Locate every line in the listing that contains the string "frame" and copy each one in full. Matching is case-sensitive.
— BEGIN Supplied information —
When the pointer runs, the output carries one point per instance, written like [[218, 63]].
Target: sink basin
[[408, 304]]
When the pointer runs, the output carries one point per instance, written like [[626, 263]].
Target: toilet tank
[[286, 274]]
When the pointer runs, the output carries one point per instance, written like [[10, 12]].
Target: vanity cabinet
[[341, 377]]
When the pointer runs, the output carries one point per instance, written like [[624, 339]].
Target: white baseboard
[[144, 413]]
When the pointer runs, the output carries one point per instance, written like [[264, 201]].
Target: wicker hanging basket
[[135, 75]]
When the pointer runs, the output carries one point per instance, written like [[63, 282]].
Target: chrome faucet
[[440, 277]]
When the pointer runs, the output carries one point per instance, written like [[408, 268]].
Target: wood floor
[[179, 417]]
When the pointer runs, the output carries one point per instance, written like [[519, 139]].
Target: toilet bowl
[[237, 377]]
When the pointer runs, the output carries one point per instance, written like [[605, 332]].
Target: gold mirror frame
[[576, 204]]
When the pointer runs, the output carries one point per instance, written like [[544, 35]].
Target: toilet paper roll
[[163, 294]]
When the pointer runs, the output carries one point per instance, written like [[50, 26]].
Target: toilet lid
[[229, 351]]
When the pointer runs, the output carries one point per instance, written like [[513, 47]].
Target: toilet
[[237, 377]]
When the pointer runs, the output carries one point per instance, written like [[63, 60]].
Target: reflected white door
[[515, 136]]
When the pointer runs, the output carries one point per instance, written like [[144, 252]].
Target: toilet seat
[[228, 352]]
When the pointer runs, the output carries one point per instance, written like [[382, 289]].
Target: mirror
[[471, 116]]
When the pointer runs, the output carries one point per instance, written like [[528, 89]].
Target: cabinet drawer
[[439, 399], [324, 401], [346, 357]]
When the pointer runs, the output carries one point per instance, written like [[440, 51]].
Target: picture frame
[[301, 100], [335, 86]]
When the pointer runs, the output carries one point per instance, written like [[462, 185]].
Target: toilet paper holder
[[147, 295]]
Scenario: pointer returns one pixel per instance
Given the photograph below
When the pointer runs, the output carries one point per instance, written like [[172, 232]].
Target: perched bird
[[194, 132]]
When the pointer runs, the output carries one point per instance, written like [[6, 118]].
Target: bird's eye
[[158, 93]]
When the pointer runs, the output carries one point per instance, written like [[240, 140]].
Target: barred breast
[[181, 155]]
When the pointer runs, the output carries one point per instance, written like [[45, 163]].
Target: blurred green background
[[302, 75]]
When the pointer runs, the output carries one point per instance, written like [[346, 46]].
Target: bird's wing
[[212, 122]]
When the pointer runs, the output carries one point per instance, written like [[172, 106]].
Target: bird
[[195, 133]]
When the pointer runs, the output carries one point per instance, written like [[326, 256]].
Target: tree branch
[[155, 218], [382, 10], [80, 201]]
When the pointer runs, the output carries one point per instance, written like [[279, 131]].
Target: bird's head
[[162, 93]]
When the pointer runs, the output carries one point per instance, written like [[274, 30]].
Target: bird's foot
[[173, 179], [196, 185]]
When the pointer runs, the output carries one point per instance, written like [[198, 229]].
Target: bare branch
— END Supplied information —
— BEGIN Supplied information —
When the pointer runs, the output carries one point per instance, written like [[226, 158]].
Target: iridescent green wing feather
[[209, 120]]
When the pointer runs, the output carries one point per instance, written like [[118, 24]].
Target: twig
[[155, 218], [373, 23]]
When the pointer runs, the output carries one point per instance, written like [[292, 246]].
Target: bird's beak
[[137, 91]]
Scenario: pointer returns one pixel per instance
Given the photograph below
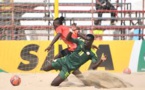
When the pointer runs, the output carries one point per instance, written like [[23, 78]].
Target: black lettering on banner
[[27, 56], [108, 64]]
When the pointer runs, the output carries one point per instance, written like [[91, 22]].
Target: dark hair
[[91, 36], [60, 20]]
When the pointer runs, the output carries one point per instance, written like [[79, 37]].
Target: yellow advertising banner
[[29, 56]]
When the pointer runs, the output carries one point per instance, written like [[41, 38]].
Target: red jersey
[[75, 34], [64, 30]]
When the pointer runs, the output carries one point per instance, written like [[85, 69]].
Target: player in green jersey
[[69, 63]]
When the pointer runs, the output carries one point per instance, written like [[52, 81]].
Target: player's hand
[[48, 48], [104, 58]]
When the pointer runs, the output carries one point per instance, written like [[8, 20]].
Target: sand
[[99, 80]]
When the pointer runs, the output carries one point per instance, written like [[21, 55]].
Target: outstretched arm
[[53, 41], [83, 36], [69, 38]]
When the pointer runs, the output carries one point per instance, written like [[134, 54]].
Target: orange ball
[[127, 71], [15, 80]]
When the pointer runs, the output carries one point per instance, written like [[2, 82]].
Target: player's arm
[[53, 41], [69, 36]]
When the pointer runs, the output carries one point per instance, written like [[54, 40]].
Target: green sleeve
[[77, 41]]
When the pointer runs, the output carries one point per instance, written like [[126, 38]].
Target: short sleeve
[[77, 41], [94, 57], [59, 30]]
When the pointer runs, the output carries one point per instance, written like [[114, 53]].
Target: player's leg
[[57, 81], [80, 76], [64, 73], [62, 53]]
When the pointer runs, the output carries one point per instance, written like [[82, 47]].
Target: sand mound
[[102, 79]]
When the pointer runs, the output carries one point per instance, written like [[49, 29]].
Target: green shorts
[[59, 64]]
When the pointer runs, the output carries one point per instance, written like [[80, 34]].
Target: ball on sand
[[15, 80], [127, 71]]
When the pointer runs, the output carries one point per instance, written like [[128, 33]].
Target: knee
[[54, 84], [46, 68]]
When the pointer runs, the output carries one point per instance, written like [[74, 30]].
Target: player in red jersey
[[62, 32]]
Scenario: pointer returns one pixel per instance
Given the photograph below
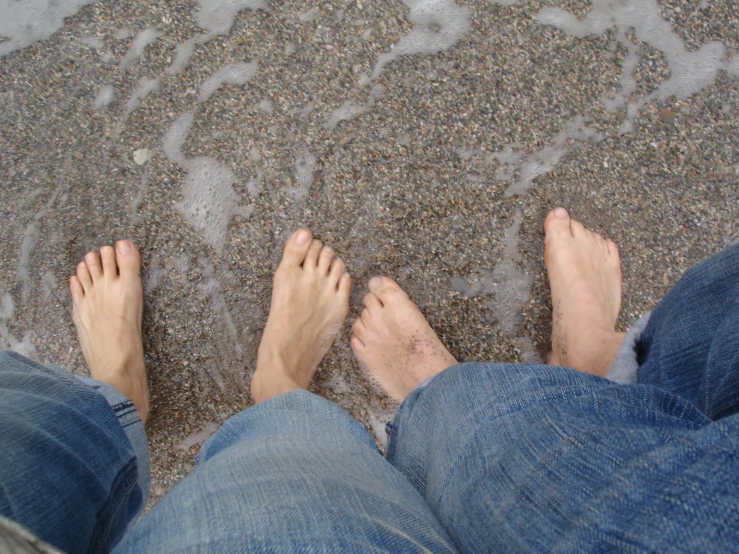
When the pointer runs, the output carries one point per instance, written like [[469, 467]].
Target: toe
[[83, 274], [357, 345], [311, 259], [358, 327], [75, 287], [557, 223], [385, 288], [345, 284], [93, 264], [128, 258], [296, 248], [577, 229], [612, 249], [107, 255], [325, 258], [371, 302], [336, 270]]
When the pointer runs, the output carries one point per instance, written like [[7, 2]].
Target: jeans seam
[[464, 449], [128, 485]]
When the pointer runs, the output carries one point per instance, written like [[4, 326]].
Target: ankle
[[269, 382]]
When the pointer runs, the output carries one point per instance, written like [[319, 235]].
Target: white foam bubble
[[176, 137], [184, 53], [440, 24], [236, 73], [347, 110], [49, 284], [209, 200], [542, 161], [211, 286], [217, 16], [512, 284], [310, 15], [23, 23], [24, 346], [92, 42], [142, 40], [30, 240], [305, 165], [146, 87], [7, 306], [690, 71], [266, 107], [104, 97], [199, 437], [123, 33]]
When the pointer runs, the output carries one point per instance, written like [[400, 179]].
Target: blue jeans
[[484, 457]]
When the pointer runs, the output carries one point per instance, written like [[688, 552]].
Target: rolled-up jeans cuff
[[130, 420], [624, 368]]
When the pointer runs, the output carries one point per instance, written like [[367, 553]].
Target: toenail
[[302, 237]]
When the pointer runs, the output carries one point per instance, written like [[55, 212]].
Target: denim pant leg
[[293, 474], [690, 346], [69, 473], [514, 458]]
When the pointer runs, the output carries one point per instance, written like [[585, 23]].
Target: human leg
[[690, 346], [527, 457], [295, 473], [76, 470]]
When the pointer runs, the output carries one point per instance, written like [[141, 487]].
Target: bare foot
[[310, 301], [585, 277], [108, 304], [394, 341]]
— END Supplied information —
Reply
Target: gold mirror frame
Target: picture frame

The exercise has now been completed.